--- Begin Available data ---
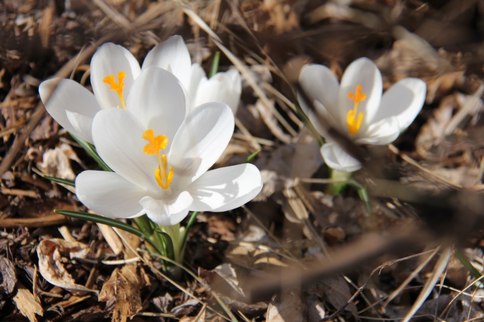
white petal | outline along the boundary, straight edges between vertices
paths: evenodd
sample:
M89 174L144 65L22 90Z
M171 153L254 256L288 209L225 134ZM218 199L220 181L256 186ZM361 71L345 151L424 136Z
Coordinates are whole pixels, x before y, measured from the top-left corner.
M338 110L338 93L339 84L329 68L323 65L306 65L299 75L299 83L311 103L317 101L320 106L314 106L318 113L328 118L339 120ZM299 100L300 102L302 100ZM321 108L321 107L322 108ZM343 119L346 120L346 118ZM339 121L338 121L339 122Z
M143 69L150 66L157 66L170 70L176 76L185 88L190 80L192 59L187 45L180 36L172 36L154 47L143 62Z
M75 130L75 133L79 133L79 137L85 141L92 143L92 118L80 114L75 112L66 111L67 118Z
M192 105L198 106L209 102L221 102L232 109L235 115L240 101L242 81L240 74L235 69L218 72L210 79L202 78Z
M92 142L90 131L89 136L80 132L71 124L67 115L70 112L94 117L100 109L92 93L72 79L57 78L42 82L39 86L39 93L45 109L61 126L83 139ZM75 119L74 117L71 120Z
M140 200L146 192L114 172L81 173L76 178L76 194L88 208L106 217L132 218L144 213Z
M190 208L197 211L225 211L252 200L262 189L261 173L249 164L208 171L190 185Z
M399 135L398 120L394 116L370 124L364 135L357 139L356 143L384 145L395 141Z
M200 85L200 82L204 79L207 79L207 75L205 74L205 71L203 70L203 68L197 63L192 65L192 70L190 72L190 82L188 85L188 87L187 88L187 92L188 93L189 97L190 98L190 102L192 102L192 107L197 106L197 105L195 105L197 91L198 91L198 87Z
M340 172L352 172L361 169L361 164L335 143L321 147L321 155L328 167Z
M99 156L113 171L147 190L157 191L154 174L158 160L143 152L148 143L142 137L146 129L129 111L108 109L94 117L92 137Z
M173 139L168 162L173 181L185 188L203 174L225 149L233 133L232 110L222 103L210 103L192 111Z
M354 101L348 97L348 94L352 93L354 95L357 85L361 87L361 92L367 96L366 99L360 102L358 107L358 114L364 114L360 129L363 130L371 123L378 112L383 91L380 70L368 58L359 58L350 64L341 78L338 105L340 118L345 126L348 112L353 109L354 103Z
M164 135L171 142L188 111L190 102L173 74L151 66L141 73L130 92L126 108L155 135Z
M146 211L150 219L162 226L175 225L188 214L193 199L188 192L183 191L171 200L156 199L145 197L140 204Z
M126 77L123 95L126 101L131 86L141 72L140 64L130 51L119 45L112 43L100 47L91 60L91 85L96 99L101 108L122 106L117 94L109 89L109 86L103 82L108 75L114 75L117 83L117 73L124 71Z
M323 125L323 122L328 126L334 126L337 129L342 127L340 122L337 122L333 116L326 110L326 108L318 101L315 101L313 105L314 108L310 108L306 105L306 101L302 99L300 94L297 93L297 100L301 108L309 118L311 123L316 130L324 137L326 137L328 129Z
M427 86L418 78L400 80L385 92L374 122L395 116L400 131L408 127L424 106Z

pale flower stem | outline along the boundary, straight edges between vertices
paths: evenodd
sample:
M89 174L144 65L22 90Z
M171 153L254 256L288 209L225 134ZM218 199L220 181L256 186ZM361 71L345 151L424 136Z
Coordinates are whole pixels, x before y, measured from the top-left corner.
--- End Available data ---
--- Begin Available data ---
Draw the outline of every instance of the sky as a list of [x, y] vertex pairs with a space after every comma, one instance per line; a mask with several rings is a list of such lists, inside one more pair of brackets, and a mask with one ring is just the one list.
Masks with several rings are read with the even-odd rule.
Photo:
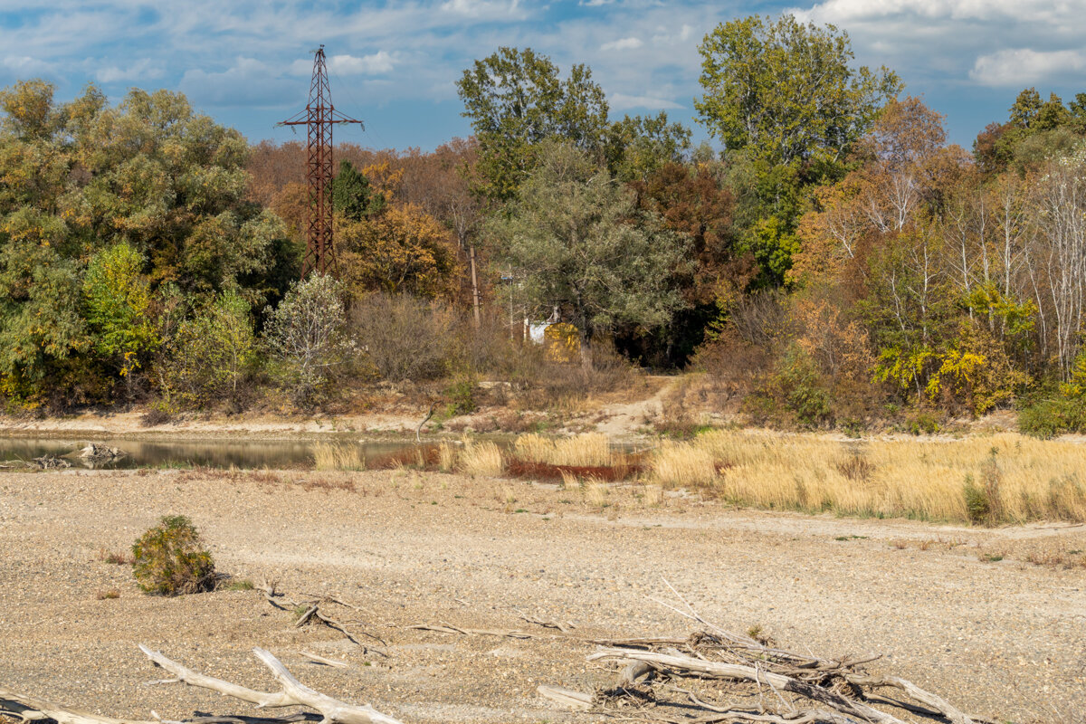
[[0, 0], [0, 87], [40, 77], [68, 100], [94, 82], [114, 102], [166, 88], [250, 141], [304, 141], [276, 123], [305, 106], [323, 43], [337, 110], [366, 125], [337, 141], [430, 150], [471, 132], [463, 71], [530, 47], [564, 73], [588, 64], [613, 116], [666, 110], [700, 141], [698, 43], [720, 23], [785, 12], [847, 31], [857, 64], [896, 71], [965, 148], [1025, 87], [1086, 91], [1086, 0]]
--- End Available data ---
--- Begin Available data ---
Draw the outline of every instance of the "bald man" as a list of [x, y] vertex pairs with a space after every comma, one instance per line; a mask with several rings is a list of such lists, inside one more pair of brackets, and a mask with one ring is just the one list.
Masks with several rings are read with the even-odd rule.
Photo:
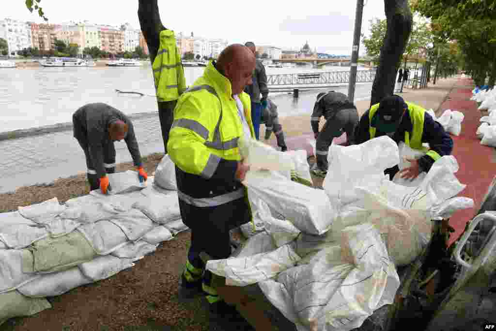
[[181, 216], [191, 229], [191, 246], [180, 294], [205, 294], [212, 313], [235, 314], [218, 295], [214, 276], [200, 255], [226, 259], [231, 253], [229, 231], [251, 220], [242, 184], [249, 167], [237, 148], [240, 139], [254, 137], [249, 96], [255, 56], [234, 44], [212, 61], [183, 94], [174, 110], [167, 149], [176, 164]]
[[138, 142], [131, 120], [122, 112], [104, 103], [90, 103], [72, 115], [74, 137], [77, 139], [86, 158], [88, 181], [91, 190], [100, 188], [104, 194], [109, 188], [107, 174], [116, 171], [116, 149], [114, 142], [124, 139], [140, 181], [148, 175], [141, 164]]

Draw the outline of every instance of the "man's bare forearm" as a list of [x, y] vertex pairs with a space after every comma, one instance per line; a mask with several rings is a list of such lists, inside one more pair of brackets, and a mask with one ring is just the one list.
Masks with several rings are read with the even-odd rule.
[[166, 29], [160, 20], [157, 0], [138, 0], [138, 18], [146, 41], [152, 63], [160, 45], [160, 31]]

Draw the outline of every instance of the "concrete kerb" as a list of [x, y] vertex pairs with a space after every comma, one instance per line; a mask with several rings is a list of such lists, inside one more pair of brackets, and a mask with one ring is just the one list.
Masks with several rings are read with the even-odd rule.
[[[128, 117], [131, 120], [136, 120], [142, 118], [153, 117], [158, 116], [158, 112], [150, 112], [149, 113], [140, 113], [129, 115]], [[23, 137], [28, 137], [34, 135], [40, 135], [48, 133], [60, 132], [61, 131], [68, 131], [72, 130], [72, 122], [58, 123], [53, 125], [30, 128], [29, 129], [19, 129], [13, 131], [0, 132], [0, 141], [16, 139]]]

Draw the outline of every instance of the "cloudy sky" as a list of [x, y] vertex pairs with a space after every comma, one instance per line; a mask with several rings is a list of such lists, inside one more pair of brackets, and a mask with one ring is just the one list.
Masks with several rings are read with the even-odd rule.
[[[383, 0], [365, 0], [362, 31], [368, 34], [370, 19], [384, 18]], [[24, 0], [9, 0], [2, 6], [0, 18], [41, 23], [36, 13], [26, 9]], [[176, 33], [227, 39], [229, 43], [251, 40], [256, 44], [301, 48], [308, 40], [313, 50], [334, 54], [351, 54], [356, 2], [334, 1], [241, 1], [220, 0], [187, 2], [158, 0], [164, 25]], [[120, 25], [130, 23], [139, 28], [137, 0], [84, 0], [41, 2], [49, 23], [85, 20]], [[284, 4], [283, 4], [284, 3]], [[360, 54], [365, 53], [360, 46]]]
--- End Available data ---
■ **Aim of the exercise**:
Give back only the lines from the one containing "white petal |" through the one containing "M192 105L198 106L209", both included, replacing "top-left corner" with "upper-left corner" and leaving everything else unchanged.

■ **Exercise answer**:
white petal | outline along the boundary, straight edges between vertices
paths: evenodd
sample:
M89 174L144 65L22 90Z
M171 153L254 256L288 209L225 134ZM218 199L220 181L256 186ZM361 71L345 151L424 136Z
Coordinates are whole pixels, x before y, measured from the upper-left corner.
M338 110L338 93L339 84L329 68L323 65L306 65L299 75L299 83L311 103L317 101L320 106L314 106L318 113L328 118L339 120ZM299 100L300 102L302 100ZM321 108L321 107L322 108ZM343 119L346 120L346 118ZM339 121L338 121L339 122Z
M143 69L150 66L157 66L170 70L176 76L185 88L190 80L192 59L187 45L180 36L172 36L154 47L143 62Z
M75 130L75 133L79 133L79 137L85 141L92 143L92 118L80 114L75 112L66 111L67 118Z
M192 105L198 106L209 102L221 102L232 109L235 115L240 101L242 81L240 74L235 69L218 72L210 79L202 78Z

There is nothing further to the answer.